→ **Exercise**
Convert the records below into a two-column CSV with columns named "prompt" and "response": give one row per text, with all the coordinates that follow that text in the response field, each field quoted and with line breaks replaced by spaces. Leave the pictures out.

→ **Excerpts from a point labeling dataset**
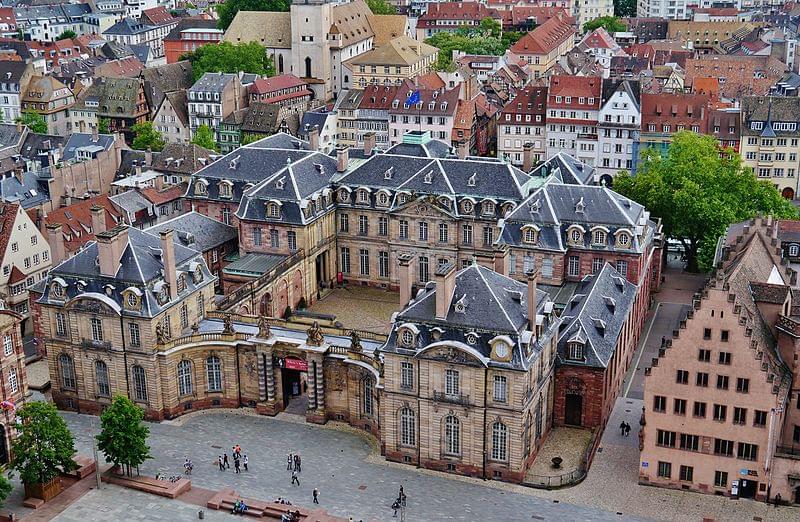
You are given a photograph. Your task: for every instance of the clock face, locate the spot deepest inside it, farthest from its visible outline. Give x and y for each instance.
(501, 349)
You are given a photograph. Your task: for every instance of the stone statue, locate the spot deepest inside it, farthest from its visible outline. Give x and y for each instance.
(227, 325)
(315, 337)
(263, 328)
(355, 342)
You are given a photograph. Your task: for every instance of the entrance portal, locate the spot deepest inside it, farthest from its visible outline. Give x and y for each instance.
(573, 410)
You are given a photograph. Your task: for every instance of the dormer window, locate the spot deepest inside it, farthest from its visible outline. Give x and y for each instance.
(575, 352)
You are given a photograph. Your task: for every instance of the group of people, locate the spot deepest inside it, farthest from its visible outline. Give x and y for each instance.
(239, 460)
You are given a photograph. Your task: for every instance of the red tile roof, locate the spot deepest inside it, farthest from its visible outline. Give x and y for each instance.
(76, 220)
(545, 37)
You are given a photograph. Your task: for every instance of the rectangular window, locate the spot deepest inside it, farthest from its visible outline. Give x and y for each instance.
(746, 451)
(135, 337)
(699, 410)
(406, 375)
(363, 261)
(665, 438)
(500, 385)
(742, 385)
(723, 447)
(97, 329)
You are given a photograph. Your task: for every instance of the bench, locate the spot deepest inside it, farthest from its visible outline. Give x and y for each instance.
(162, 488)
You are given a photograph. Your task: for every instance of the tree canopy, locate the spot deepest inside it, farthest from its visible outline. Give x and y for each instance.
(610, 23)
(34, 121)
(123, 437)
(226, 11)
(697, 192)
(44, 446)
(204, 137)
(229, 58)
(66, 35)
(147, 137)
(381, 7)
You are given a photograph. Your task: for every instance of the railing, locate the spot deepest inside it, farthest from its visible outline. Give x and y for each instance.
(453, 399)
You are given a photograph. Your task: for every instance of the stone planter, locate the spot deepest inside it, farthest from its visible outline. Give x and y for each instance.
(45, 491)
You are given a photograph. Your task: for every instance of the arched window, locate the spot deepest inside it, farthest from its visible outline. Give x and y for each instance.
(184, 377)
(499, 441)
(214, 373)
(367, 387)
(452, 435)
(408, 427)
(139, 383)
(67, 371)
(101, 375)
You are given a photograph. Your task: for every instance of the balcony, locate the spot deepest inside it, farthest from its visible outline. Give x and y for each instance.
(451, 398)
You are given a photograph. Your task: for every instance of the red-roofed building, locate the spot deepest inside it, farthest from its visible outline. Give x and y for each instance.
(451, 16)
(573, 105)
(543, 46)
(522, 121)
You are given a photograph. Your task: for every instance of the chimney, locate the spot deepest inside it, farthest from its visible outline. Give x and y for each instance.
(342, 159)
(168, 259)
(369, 143)
(463, 149)
(405, 275)
(98, 219)
(527, 157)
(533, 277)
(445, 278)
(110, 246)
(56, 240)
(501, 260)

→ **Finished task**
prompt,response
"You are given a photograph. Your task: for every instance of the clock face, locate the spot deepest inside it, farthest from its visible outline. Give x and y for each instance.","(501, 349)"
"You are given a photograph. Your task: for every instance of the stone statue, locate the spot deepest inside it, farthest from its visible outline. Give x and y for each instance.","(227, 325) (315, 337) (263, 328) (355, 342)"
"You are given a photograph. Your task: for every instance of the entrance portal, locate the spot deepest inside it, farthest from its visible outline. Give x and y for each instance.","(573, 410)"
"You are given a photograph. Your task: for every instance of the dormer window, locate the spot deepest inside it, farthest from its visible outline. Give x and y for each instance.","(575, 352)"
"You are given a photograph. Your task: for every instance of the group of people, locate the spot deepest inside it, farthest from its visible outline. Give x and y for each instance.","(239, 460)"
"You are given a photograph. Your task: for every instance of the red tile roof, locate the spot deepest inside it, farthest from its visible outline. Give x and y for each instance.","(76, 220) (545, 37)"
"You are given a photograph. Your task: for every instance of the rectangular window, locate the spot deepest inside it, farthest from its visible outline. Give x and y for each instance.","(746, 451) (135, 337) (699, 410) (406, 375) (363, 261) (665, 438) (500, 385) (742, 385) (723, 447) (97, 329)"
"You are given a photograph. Your task: for every instance of the bench, locate the spot deepest inside it, farthest from its visible outline. Give x and y for each instance.","(162, 488)"
"You are given a photograph. Your task: for every instance of the tree canopy, locate the spot deepest inside it, farthest from its visible outline. Give x and y for each instance.","(610, 23) (34, 121) (123, 437) (226, 11) (697, 192) (44, 446) (204, 137) (229, 58) (66, 35) (147, 137) (381, 7)"
"You are given a photograph. Your task: for every instance of the railing, locate the spot deepest inside it, farthest from its visible outline. Give x and y for each instance.","(453, 399)"
"You are given a photograph. Your task: for every instance of the stone planter, locate the spot deepest inside it, farthest from its visible outline. Give x and y for each instance.","(45, 491)"
"You are given a photograph. Your task: for every instance of the arched window, locate the spot deepest inside it, farthest from its visible outline. Give x and y for each instance.","(184, 377) (499, 441) (214, 373) (367, 387) (452, 435) (408, 427) (139, 383) (67, 371) (101, 375)"
"You are given a photograph. Your task: for every instance of the balcony, locate the spot deepest inside it, farthest from its visible outline. Give x and y for each instance.","(451, 398)"
"You are given a photograph. Your task: for every instance of the red-roofed building, locate the spot deepest inside it, farthest from its visible outline. Give x and y for each instance.","(451, 16) (573, 105) (543, 46) (522, 121)"
"You are given a photograph. Your task: for every instance of the chimney, locate the spot deepest inside it, farthest from its visible outline. Give x and y for each instance.","(342, 159) (168, 259) (369, 143) (463, 149) (405, 275) (98, 219) (527, 157) (533, 277) (445, 278) (110, 246) (56, 240) (501, 260)"